# Problem to solve
Copy out each line below that contains the word "golden".

Begin Working data

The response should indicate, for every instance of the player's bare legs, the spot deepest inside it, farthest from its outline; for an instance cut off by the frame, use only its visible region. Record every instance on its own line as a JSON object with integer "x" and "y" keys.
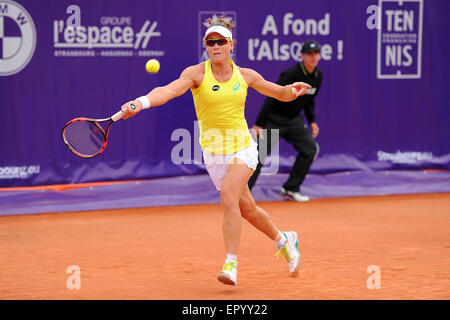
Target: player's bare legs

End Working data
Begin Working data

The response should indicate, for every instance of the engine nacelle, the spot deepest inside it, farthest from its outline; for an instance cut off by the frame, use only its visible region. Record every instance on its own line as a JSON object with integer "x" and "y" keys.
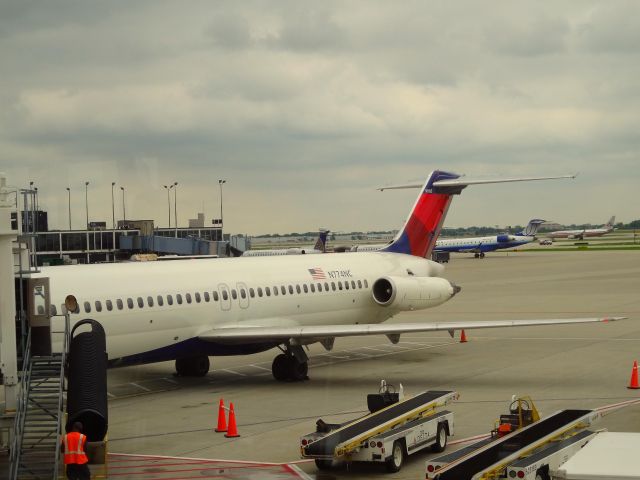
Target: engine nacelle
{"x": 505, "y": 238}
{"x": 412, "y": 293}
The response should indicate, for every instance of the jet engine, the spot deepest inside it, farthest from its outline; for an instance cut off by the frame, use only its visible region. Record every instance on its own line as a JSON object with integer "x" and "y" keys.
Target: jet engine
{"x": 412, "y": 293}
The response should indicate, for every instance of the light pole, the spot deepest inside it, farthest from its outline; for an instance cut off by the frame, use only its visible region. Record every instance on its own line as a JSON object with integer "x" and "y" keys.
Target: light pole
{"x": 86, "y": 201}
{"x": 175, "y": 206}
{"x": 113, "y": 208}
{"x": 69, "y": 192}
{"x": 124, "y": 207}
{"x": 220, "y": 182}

End Working data
Begin Working data

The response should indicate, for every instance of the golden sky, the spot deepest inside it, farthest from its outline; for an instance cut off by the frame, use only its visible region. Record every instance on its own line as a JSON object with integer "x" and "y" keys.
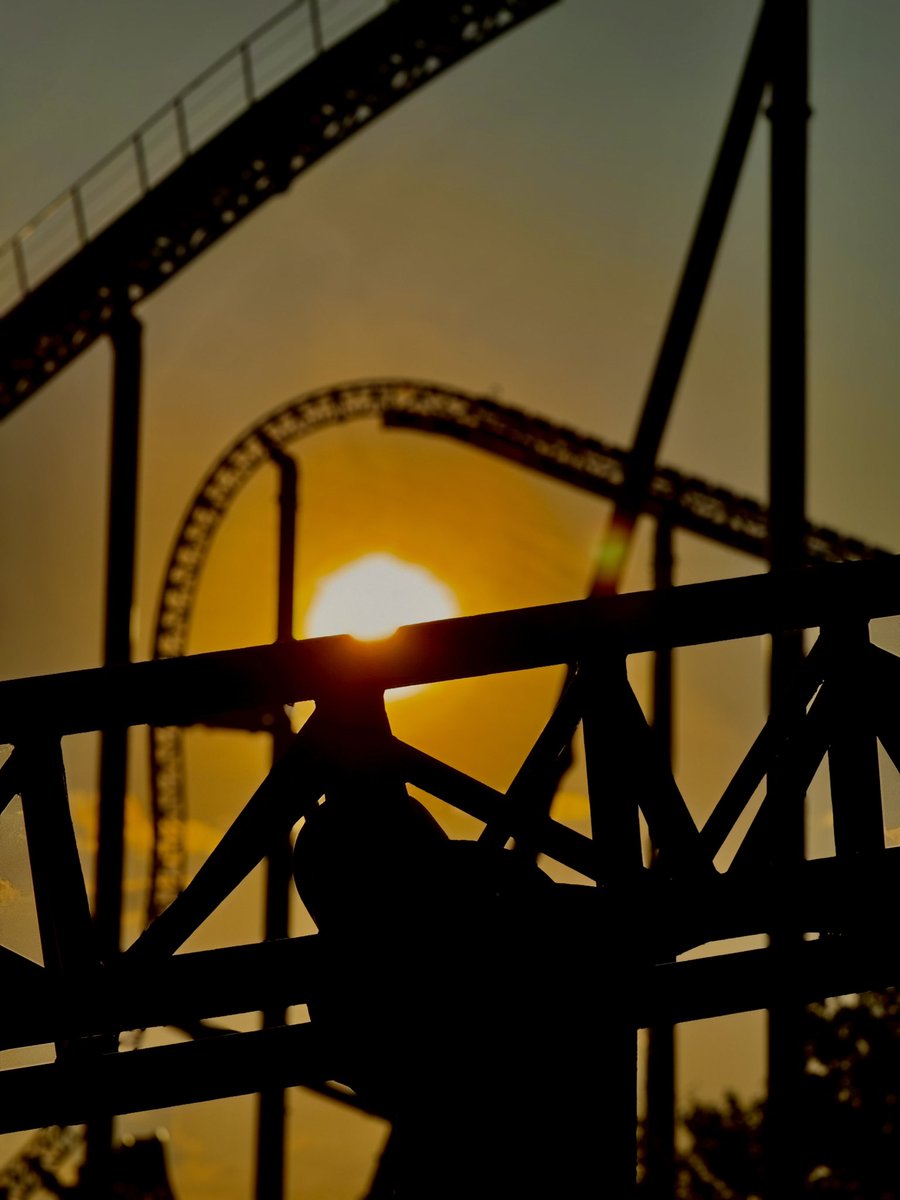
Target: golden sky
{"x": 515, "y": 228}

End Working data

# The completed task
The response should indicate, for every instance of the golden sky, the spot deepest inside it, farthest from its outline; for an instance cut off by the frame, use only its visible region. Record every instance on its own line as a JSON object with integer "x" and "y" keys.
Target: golden sky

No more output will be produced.